Textauszug:
________________________________________
Aus der Wüste der Tiere in die Wüste der Menschen
Tag: 170 Etappe Drei / Expeditionstage gesamt 561
Sonnenaufgang:
05:36
Sonnenuntergang:
18:37
Luftlinie:
17,6
Tageskilometer:
20
Gesamtkilometer:
5718 Km
Temperatur - Tag (Maximum):
41° Grad, in der Sonne ca. 61°
Temperatur - Nacht:
16,3° Grad
Inspektor-Camp — 02.11.2002
Etwa 15 Kilometer vor Longreach erreichen wir Strathmore Station. Wir benötigen dringend Trinkwasser, weshalb ich die Kamele vor der Homestead abhusche. „Ich sehe mal ob ich jemanden finde. Ich werde mich beeilen,“ sage ich zu Tanja und öffne das Gatter zur Homestead. Sekunden später befinde ich mich in einem wahren Paradies. Lilafarbene Blüten sitzen auf großen, runden Büschen und empfangen mich. Wo ich hinsehe wächst saftig, grüner Rasen. Palmen strecken ihre mächtigen Kronen in den blauen, heißen Himmel. Hunderte von Vögel leben in ihren fächerartigen Blättern und fliegen von Zeit zu Zeit aufgeregt kreischend hin und her. Ein gut gepflegter Tennisplatz zeigt das die Menschen hier auch zu leben wissen.
ANKLAGE WEGEN TIERQUÄLEREI
„Hallo!“ ,erschreckt mich ein Ruf. Nur unweit von mir sitzen ein paar Menschen auf einer Treppe vor dem Haus. „Hallo,“ begrüße ich die Bewohner dieses schönen Ortes freundlich. Ich strecke der Frau und den beiden Männern meine Hand zur Begrüßung entgegen und erzähle ihnen wer wir sind und woher wir kommen. Während meines kurzen Vortrages spüre ich ein eigenartiges Gefühl in mir. Es dauert länger als sonst, bis die Menschen auf mich wohlgesonnen reagieren. Meine Empfindungen zur Seite schiebend frage ich: „Ist es möglich etwas Wasser für uns zu bekommen?“ „Aber natürlich,“ antwortet einer der Männer sehr freundlich, während mich der andere durch seine dunkle Brille beobachtet. „Ich zeige dir den Weg zum Wassertank,“ sagt dieser aufstehend.
________________________________________
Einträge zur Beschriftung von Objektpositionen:

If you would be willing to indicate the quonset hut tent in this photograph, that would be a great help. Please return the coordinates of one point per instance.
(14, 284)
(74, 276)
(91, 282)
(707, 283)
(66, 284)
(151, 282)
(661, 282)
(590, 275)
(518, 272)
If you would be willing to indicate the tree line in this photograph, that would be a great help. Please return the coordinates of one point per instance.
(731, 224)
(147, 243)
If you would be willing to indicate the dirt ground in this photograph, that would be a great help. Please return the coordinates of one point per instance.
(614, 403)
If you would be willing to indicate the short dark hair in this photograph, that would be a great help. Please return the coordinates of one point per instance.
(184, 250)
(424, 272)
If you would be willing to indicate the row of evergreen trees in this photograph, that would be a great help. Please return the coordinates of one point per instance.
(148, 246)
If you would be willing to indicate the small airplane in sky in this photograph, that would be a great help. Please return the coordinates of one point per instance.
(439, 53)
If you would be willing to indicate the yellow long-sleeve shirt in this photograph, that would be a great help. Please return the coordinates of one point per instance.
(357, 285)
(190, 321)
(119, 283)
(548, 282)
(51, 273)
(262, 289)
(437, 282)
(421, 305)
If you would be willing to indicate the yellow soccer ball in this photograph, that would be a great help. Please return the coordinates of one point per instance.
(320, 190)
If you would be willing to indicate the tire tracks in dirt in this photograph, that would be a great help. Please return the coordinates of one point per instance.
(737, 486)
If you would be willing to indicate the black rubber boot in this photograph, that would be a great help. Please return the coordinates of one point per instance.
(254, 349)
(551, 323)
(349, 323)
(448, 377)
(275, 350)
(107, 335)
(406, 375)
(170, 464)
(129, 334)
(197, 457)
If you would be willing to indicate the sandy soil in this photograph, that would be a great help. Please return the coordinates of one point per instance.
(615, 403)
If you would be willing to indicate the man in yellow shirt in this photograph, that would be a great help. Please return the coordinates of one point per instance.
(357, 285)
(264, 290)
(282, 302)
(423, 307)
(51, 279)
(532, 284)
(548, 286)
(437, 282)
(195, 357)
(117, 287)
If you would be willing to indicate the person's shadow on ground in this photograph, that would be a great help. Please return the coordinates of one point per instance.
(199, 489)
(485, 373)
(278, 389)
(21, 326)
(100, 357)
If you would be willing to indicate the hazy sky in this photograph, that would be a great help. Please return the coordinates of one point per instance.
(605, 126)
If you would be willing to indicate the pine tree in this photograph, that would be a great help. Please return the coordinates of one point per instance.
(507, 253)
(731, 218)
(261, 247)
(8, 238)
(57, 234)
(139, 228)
________________________________________
Ziel:
Überarbeite den Reisebericht von „ANKLAGE WEGEN TIERQUÄLEREI“ bis „sagt dieser aufstehend.“ und setze dabei „Veranda“ an die Stelle von „Treppe“.

Ergebnis dieser Aufgabe:
ANKLAGE WEGEN TIERQUÄLEREI
„Hallo!“ ,erschreckt mich ein Ruf. Nur unweit von mir sitzen ein paar Menschen auf einer Veranda vor dem Haus. „Hallo,“ begrüße ich die Bewohner dieses schönen Ortes freundlich. Ich strecke der Frau und den beiden Männern meine Hand zur Begrüßung entgegen und erzähle ihnen wer wir sind und woher wir kommen. Während meines kurzen Vortrages spüre ich ein eigenartiges Gefühl in mir. Es dauert länger als sonst, bis die Menschen auf mich wohlgesonnen reagieren. Meine Empfindungen zur Seite schiebend frage ich: „Ist es möglich etwas Wasser für uns zu bekommen?“ „Aber natürlich,“ antwortet einer der Männer sehr freundlich, während mich der andere durch seine dunkle Brille beobachtet. „Ich zeige dir den Weg zum Wassertank,“ sagt dieser aufstehend.